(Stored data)
******

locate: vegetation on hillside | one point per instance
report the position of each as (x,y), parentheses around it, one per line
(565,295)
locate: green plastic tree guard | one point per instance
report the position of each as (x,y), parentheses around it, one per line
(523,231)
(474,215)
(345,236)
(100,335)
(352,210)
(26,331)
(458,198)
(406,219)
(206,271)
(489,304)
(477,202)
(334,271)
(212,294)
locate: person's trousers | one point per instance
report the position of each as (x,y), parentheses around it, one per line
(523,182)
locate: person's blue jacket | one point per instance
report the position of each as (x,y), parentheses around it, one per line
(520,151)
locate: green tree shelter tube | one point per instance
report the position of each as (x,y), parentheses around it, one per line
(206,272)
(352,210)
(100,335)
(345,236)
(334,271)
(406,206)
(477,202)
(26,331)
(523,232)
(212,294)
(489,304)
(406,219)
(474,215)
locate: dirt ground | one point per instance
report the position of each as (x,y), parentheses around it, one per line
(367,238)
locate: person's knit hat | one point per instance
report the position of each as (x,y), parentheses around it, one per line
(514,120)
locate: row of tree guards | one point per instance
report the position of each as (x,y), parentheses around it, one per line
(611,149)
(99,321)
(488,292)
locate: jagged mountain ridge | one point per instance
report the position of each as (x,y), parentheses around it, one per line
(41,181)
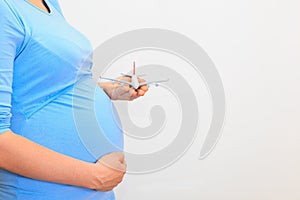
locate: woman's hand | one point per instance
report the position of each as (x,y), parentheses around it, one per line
(109,172)
(117,91)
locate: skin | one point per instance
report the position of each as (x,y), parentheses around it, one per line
(24,157)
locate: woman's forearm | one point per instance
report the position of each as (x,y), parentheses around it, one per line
(24,157)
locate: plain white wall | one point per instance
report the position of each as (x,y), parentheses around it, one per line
(256,47)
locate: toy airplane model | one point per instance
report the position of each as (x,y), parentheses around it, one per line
(134,80)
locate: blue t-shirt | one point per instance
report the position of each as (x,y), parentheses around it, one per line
(48,96)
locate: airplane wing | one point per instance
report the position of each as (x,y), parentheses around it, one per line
(116,80)
(153,82)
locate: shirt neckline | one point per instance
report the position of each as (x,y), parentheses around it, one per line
(39,9)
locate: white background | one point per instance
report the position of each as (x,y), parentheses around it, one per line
(256,47)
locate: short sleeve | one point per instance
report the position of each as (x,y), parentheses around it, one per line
(11,37)
(56,5)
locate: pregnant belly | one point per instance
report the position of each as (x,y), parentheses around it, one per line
(81,123)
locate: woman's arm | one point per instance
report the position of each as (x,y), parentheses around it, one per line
(24,157)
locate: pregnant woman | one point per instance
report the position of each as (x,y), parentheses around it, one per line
(59,136)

******

◆ Action item ◆
Could the data above be copied out exactly, with no pictures kept?

◆ Output for this task ◆
locate: vegetation on hillside | one point per instance
report the position of each as (x,y), parentheses around it, one per line
(565,295)
locate: green plastic tree guard | one point per instance
report the position of each as (x,y), parentheses around it, one per line
(523,231)
(474,215)
(345,236)
(100,335)
(352,210)
(26,331)
(458,198)
(406,219)
(206,271)
(489,304)
(477,202)
(334,271)
(212,294)
locate: person's trousers | one point per instance
report the position of each as (x,y), parentheses around it, one per line
(523,182)
locate: person's blue jacket | one point per instance
report the position of each as (x,y), parentheses around it, one per line
(520,151)
locate: green tree shelter tube | one point per instance
report the position of each as (x,y), parentheses around it, one per line
(206,272)
(352,210)
(100,335)
(345,236)
(334,271)
(406,206)
(477,202)
(26,331)
(523,232)
(212,294)
(489,304)
(406,219)
(474,215)
locate: dirt ground | one point per instance
report the position of each as (x,y), parentheses around it, one per line
(367,238)
locate: person's knit hat | one point per instance
report the position of each as (x,y), parentheses around it, one per line
(514,120)
locate: row of tree guards | one point per instance
report the position of each as (x,y), parentheses around it, one per line
(611,149)
(99,321)
(488,292)
locate: jagged mountain ridge | one point per instance
report the position of each as (x,y), parentheses around it, one per line
(41,181)
locate: woman's hand | one point per instance
report the position of each as (x,y), parentheses around it, one per line
(109,172)
(117,91)
locate: skin | one point per instance
report the position of each as (x,y), parentheses around it, one per line
(24,157)
locate: woman's forearm | one point per instance
report the position of each as (x,y), parentheses around it, one per line
(24,157)
locate: plain white wall | one point per instance
report the position of each as (x,y), parentheses around it, one per line
(256,47)
locate: toy airplane model | one point per instance
report the position of each as (x,y), parentheses around it, one per line
(134,80)
locate: blue t-shirt | one point per instance
report the position of each as (x,y), parentheses around it, one per line
(48,96)
locate: airplane wing | one point per instance
report the position of each as (x,y), parentheses around it, one per line
(116,80)
(153,82)
locate: shirt neckline | one point per instance
report the position of each as (x,y), parentheses around it, one per line
(39,9)
locate: white background | one point per instance
report the position of each as (x,y), parentheses around it, one per line
(256,47)
locate: short sleeve | one point per instance
report the position of each as (x,y), parentheses around it, one per line
(11,37)
(56,5)
locate: pregnant belly | one point per instance
report the position of each as (x,y), parentheses around it, one per line
(81,123)
locate: woman's arm | one point per instance
report the position of each as (x,y), parentheses around it, one per line
(24,157)
locate: pregnant woman | one point per instance
report the position of each as (x,y), parentheses around it, one per line
(59,136)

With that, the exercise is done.